#### What to do
Find the line that contains "example: [63, 34]". Repeat that line and all lines following it, exactly, through the end of the listing below.

#### Record set
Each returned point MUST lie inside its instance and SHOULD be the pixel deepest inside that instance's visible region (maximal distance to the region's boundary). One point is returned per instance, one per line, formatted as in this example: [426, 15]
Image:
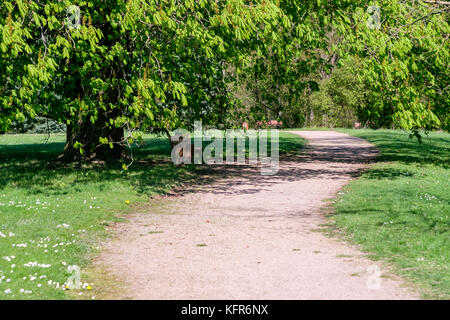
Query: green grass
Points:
[56, 213]
[399, 209]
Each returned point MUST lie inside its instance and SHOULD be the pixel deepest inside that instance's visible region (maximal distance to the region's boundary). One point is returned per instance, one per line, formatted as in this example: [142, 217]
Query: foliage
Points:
[139, 64]
[338, 100]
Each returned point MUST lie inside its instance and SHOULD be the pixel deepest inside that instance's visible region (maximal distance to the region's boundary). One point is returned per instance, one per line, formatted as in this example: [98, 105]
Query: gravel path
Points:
[251, 237]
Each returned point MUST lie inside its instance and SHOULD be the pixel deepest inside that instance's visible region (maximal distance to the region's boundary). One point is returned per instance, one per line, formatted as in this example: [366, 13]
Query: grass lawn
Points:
[399, 210]
[52, 215]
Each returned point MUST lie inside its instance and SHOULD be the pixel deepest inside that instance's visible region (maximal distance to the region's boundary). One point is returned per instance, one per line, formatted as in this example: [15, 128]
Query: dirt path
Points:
[251, 237]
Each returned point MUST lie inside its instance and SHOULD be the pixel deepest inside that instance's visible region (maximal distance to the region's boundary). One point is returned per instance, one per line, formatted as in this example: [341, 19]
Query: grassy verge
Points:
[399, 209]
[52, 215]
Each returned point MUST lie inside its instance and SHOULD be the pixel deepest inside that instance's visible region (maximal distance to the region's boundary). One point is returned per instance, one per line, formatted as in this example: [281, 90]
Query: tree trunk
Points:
[88, 135]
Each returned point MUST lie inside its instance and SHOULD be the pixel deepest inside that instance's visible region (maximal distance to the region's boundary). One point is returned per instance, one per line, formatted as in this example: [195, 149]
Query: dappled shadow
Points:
[327, 158]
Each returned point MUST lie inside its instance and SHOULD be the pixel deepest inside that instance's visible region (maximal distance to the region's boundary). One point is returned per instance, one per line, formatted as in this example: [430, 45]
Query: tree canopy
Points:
[109, 67]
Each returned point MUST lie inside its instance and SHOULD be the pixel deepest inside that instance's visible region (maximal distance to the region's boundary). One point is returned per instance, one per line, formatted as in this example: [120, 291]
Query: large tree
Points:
[105, 67]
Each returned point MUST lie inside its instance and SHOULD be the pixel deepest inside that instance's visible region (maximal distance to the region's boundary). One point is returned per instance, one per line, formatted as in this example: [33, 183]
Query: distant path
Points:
[249, 236]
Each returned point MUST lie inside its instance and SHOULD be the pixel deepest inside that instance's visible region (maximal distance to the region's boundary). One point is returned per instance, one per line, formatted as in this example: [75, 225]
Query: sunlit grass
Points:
[399, 210]
[52, 214]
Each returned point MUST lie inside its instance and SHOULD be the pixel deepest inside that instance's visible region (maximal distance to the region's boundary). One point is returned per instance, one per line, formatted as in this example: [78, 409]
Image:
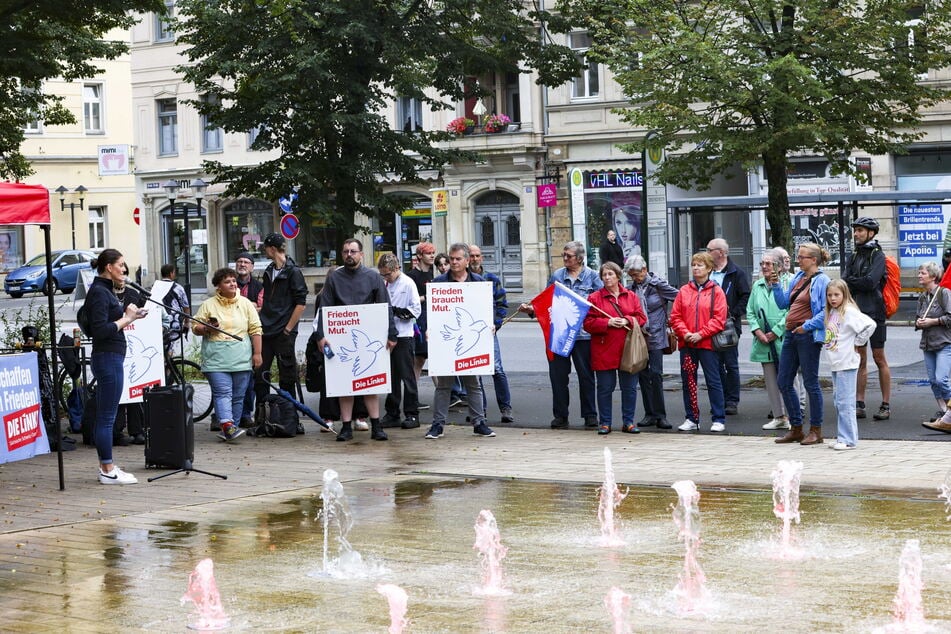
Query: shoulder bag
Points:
[728, 337]
[634, 357]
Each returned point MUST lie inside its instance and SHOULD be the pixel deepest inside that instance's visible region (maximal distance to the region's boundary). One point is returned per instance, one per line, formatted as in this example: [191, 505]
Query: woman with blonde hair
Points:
[805, 300]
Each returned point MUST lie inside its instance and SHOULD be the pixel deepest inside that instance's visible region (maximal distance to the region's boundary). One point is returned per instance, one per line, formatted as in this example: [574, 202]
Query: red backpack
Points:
[892, 287]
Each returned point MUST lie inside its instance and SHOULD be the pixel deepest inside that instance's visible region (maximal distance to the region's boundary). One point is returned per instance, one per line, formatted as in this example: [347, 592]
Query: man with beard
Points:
[350, 285]
[865, 275]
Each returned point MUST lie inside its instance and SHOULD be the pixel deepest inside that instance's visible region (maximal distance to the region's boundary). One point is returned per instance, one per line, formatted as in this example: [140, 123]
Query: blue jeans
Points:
[938, 364]
[847, 427]
[729, 362]
[690, 359]
[606, 381]
[800, 351]
[559, 369]
[503, 396]
[109, 373]
[227, 392]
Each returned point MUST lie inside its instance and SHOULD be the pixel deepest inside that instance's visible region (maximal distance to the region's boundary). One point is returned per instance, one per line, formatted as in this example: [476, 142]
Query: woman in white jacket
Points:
[846, 328]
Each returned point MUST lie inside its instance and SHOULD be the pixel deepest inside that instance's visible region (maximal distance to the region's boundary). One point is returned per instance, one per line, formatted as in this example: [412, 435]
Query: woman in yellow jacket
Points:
[228, 362]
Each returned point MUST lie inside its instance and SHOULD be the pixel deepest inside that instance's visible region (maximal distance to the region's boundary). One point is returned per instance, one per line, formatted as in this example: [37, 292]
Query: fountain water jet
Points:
[491, 553]
[786, 480]
[203, 593]
[618, 603]
[691, 589]
[397, 599]
[609, 499]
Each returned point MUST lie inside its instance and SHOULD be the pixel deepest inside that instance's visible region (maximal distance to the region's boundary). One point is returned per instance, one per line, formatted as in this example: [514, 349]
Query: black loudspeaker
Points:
[169, 427]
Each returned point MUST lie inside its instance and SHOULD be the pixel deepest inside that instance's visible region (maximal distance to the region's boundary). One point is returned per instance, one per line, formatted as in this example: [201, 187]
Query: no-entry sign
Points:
[290, 226]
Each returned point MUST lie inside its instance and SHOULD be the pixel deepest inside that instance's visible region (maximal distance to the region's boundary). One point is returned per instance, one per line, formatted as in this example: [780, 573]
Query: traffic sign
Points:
[290, 226]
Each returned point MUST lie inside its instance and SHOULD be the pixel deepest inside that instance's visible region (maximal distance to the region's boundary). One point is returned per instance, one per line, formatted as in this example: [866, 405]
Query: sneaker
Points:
[230, 432]
[483, 430]
[777, 423]
[116, 476]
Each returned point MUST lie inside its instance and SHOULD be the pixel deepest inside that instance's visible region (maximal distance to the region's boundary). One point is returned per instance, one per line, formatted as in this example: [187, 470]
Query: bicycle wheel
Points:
[192, 374]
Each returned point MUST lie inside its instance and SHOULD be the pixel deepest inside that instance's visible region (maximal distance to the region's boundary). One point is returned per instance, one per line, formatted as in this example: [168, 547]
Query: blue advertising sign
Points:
[24, 434]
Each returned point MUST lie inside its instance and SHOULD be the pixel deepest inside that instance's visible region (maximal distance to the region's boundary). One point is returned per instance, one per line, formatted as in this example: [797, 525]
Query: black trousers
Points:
[403, 376]
[280, 346]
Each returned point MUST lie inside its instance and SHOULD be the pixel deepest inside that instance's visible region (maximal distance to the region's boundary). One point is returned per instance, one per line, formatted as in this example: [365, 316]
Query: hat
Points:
[274, 240]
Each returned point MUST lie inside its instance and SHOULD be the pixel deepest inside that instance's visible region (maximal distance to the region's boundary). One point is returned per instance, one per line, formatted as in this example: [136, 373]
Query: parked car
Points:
[31, 277]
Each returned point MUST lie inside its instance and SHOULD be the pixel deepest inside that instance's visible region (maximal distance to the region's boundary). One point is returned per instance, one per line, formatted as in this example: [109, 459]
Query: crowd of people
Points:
[792, 318]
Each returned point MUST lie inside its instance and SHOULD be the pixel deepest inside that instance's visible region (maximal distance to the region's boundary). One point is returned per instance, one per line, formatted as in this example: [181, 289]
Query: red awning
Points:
[22, 204]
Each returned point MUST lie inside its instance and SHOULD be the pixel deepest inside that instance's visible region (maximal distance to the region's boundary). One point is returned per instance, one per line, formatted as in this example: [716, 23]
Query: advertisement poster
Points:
[460, 328]
[357, 336]
[24, 434]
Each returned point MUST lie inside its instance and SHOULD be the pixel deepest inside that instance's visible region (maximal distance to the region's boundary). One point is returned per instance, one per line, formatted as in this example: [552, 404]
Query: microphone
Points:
[139, 289]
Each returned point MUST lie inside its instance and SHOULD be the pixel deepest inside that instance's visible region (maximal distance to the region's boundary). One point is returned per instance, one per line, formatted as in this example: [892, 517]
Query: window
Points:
[212, 138]
[167, 126]
[586, 84]
[92, 108]
[163, 27]
[97, 227]
[409, 114]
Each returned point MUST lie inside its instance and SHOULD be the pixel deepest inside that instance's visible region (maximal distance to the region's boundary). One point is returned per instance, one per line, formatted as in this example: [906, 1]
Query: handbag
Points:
[634, 357]
[726, 338]
[671, 342]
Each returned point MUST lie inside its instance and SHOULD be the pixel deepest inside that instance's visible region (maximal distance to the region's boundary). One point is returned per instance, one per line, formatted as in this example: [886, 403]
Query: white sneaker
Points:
[841, 446]
[116, 476]
[777, 423]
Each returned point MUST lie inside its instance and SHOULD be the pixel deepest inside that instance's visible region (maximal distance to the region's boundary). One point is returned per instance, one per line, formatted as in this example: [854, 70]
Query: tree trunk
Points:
[775, 166]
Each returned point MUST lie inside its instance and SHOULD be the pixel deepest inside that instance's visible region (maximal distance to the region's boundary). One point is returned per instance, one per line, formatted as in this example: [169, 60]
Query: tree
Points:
[43, 39]
[726, 82]
[314, 77]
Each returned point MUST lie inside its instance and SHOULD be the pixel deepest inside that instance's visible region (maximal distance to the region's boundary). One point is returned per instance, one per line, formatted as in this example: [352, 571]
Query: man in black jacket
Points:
[735, 283]
[285, 297]
[865, 275]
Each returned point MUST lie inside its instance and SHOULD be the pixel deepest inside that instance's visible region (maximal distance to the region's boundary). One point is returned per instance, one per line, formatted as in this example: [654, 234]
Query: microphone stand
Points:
[187, 466]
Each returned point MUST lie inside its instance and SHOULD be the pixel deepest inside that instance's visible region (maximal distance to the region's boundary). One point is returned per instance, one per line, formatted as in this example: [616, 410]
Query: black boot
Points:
[346, 432]
[376, 430]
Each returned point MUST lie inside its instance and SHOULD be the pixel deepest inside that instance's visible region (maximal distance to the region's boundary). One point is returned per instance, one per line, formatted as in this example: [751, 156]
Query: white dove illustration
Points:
[467, 334]
[363, 354]
[139, 359]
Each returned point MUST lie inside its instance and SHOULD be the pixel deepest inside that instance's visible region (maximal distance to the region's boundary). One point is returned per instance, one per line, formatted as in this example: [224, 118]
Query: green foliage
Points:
[746, 82]
[315, 77]
[36, 313]
[43, 39]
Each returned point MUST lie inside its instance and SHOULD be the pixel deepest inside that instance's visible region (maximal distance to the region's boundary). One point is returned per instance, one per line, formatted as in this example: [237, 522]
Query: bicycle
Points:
[178, 370]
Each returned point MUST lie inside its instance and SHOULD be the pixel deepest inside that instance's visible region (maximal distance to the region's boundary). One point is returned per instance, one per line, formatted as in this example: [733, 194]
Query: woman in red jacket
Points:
[620, 310]
[700, 312]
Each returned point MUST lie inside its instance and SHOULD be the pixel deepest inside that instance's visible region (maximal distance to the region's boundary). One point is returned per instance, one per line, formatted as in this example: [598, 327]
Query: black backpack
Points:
[276, 417]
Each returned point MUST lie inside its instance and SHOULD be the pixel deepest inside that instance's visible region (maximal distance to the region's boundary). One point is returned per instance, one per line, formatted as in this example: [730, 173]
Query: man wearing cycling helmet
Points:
[865, 275]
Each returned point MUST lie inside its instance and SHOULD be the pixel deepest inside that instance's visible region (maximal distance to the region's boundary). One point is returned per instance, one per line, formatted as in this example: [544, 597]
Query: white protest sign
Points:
[357, 335]
[460, 328]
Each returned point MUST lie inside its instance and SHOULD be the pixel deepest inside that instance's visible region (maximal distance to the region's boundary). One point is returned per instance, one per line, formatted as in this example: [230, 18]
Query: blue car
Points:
[31, 277]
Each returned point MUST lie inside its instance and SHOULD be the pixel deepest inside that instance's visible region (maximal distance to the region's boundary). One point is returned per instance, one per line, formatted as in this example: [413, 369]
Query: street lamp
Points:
[61, 190]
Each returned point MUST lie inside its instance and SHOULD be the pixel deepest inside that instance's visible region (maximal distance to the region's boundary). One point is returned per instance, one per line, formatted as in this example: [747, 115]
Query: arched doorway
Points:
[498, 233]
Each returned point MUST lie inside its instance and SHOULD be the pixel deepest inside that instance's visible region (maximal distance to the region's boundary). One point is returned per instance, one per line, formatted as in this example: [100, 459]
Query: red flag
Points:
[542, 305]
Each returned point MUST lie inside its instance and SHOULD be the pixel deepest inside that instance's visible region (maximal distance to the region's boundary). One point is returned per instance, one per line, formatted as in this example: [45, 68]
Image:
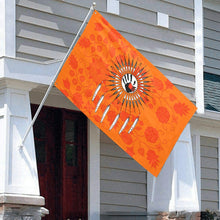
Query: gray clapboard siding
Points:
[211, 41]
[123, 180]
[45, 29]
[209, 173]
[163, 6]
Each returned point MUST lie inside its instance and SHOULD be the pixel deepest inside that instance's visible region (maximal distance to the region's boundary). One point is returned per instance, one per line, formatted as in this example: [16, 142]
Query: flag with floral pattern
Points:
[124, 94]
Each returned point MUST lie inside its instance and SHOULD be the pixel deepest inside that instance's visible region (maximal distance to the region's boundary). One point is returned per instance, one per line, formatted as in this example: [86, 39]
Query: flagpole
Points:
[56, 75]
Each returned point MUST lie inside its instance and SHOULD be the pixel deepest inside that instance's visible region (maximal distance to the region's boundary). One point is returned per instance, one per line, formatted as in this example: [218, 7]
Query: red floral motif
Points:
[151, 134]
[181, 109]
[112, 51]
[153, 158]
[172, 97]
[78, 88]
[97, 118]
[111, 116]
[114, 35]
[82, 78]
[163, 115]
[157, 83]
[96, 67]
[92, 37]
[126, 138]
[66, 93]
[98, 27]
[105, 21]
[99, 38]
[73, 62]
[141, 151]
[130, 151]
[169, 85]
[92, 49]
[124, 115]
[66, 83]
[99, 48]
[77, 98]
[84, 42]
[88, 93]
[74, 81]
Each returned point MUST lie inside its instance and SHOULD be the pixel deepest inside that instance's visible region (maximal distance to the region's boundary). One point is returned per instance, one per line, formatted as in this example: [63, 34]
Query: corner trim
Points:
[199, 56]
[22, 199]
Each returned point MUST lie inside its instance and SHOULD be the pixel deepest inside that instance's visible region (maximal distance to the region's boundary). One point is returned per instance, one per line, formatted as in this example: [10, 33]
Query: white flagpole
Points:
[55, 77]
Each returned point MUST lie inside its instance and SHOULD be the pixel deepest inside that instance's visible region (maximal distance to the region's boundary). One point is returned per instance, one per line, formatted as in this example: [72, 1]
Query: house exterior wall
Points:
[211, 41]
[209, 173]
[123, 181]
[45, 29]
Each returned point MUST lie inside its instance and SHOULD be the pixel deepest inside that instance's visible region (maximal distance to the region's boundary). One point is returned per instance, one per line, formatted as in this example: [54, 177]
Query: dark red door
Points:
[61, 150]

#### Result for this task
Each returned point MUST lie inside its instance and SHOULD be the pixel deepest inside that instance's visible region (maximal distance to the region's boundary). One point is returned per instance, one per line, formatted as in this example: [63, 34]
Query: corner trim
Points:
[199, 56]
[22, 199]
Each returned point MUST lie inside its instance and SHOULD be the pixel deepest inside that instance's visible region (maximal distance to the region's boundary). One point is returned per instance, one per line, formatted as in this example: [10, 33]
Query: white flagpole
Points:
[55, 77]
Each returned point MUST lie inside its instance and SHOULD be the pixel deepest inside that instance's visible region (maximal distance to the region's boundary). One point is returned per instance, one per line, formatted as in this example: [72, 1]
Query: house exterior wall
Points:
[211, 41]
[209, 173]
[123, 181]
[45, 29]
Each returned point MUST lie inside its instance and SHOULD be the pixel deepest inside that instance's visible region (maximal distance to the region's boundary). One point is returned per instance, one per line, formatted as in this example: [54, 177]
Query: dark red door
Points:
[61, 150]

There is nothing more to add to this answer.